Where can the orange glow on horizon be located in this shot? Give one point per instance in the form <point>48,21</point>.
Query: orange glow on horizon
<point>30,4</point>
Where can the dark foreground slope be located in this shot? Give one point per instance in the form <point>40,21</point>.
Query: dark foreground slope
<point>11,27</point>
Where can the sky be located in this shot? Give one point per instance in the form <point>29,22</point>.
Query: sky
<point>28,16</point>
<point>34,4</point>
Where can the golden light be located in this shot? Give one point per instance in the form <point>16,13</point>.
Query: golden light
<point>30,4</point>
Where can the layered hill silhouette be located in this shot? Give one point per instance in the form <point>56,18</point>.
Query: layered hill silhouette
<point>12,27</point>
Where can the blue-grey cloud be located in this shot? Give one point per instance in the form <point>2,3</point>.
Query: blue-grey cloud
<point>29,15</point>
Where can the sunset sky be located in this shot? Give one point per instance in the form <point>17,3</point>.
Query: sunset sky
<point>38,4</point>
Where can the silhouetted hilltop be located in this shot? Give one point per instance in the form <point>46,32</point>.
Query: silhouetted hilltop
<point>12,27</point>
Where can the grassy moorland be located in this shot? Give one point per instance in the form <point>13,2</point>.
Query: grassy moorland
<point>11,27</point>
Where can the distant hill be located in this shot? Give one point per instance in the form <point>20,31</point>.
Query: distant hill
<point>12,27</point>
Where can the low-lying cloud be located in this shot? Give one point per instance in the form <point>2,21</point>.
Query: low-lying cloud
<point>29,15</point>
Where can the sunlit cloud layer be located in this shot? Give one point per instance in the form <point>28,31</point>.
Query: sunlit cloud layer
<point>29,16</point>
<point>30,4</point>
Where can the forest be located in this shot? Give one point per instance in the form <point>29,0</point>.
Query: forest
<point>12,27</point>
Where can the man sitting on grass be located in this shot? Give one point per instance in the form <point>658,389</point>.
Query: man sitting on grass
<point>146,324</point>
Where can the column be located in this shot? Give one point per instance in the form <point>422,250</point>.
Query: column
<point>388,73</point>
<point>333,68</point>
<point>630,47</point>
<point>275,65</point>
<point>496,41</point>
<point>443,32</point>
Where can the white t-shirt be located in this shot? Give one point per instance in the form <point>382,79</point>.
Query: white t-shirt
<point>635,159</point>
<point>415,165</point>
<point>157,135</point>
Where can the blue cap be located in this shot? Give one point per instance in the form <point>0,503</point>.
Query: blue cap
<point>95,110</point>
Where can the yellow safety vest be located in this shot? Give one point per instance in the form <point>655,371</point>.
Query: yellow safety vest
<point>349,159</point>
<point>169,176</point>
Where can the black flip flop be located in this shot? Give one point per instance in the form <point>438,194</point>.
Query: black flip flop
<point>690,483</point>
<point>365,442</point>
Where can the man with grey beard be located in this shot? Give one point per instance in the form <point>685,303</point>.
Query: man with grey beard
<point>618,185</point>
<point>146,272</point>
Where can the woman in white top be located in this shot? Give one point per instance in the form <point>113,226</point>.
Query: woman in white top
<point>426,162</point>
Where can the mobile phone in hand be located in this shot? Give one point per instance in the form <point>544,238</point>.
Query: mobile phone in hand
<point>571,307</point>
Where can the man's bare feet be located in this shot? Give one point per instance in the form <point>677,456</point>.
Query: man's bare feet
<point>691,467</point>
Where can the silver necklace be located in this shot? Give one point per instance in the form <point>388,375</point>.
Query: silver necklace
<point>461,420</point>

_ _ _ _ _ _ _

» **Try it**:
Retype all of the entries. Keep each one exactly as written.

» **Expected answer**:
Where can the orange glow on horizon be located in this shot? Give one point per instance in the form <point>48,21</point>.
Query: orange glow on horizon
<point>30,4</point>
Where can the dark foreground slope be located in this shot? Give one point per instance in the form <point>40,21</point>.
Query: dark foreground slope
<point>11,27</point>
Where can the sky be located in this shot? Give one point per instance in the form <point>29,22</point>.
Query: sky
<point>28,16</point>
<point>34,4</point>
Where can the golden light be located in this shot? Give one point per instance in the form <point>16,13</point>.
Query: golden light
<point>30,4</point>
Where can the layered hill silhouette be located in this shot? Give one point per instance in the form <point>56,18</point>.
Query: layered hill silhouette
<point>12,27</point>
Where can the blue-grey cloud be located in this shot? Give one point per instance in the form <point>2,3</point>.
Query: blue-grey cloud
<point>29,15</point>
Where can the sunset sky be located in this shot? Give one point per instance in the form <point>17,3</point>.
Query: sunset sky
<point>38,4</point>
Where can the silhouetted hilltop be located in this shot? Give one point per instance in the form <point>46,32</point>.
Query: silhouetted hilltop
<point>12,27</point>
Where can the grassy moorland be located in this shot? Give one point per instance in the form <point>13,2</point>.
Query: grassy moorland
<point>11,27</point>
Where can the distant hill be located in this shot? Give one point per instance in the form <point>20,31</point>.
Query: distant hill
<point>12,27</point>
Where can the low-lying cloud be located in this shot? Give one point per instance in the form <point>2,21</point>.
Query: low-lying cloud
<point>29,15</point>
Where can the sunlit cloud layer be located in this shot? Give one point per instance in the form <point>28,31</point>.
Query: sunlit cloud layer
<point>29,16</point>
<point>30,4</point>
Where can the forest be located in this shot? Give one point per instance in the form <point>29,0</point>.
Query: forest
<point>12,27</point>
Where can the man sitting on grass be located in this shot? Give one point per instance in the form <point>658,389</point>.
Query: man sitting on grass
<point>146,324</point>
Where can the column be located in this shot? Give one point per instance in the form <point>422,250</point>.
Query: column
<point>388,73</point>
<point>333,68</point>
<point>630,47</point>
<point>275,65</point>
<point>496,41</point>
<point>443,32</point>
Where can the white t-shirt be located in this shot? Give one point per instance in the form <point>382,79</point>.
Query: white t-shirt
<point>635,159</point>
<point>415,165</point>
<point>157,135</point>
Where can the blue cap be located in this shot? Give one point per instance in the form <point>0,503</point>.
Query: blue cap
<point>95,110</point>
Where can the yellow safety vest be located in this shot? Give one point per instance in the form <point>655,371</point>.
Query: yellow safety vest
<point>349,159</point>
<point>169,176</point>
Where can the black flip flop be located in this shot? Give one point per instance in the form <point>438,194</point>.
Query: black flip flop
<point>690,483</point>
<point>365,442</point>
Where can the man with grey beard be located in this shot? Give one point per instance in the form <point>685,303</point>.
Query: man with grey beard
<point>618,185</point>
<point>146,272</point>
Where can the woman in white top be located in this shot? Give one point per instance in the form <point>113,226</point>.
Query: woman in white top
<point>426,162</point>
Where can the mobile phone in hand be located in this shot? Give one point per instance in the form <point>544,238</point>.
Query: mobile phone in hand
<point>571,307</point>
Where can the man's bare feet be located in this shot? Give one point per instance in the form <point>677,456</point>.
Query: man's bare feet
<point>691,467</point>
Where can the silver necklace be located in this shot? Give one point per instance in the form <point>388,375</point>.
Query: silver necklace
<point>461,420</point>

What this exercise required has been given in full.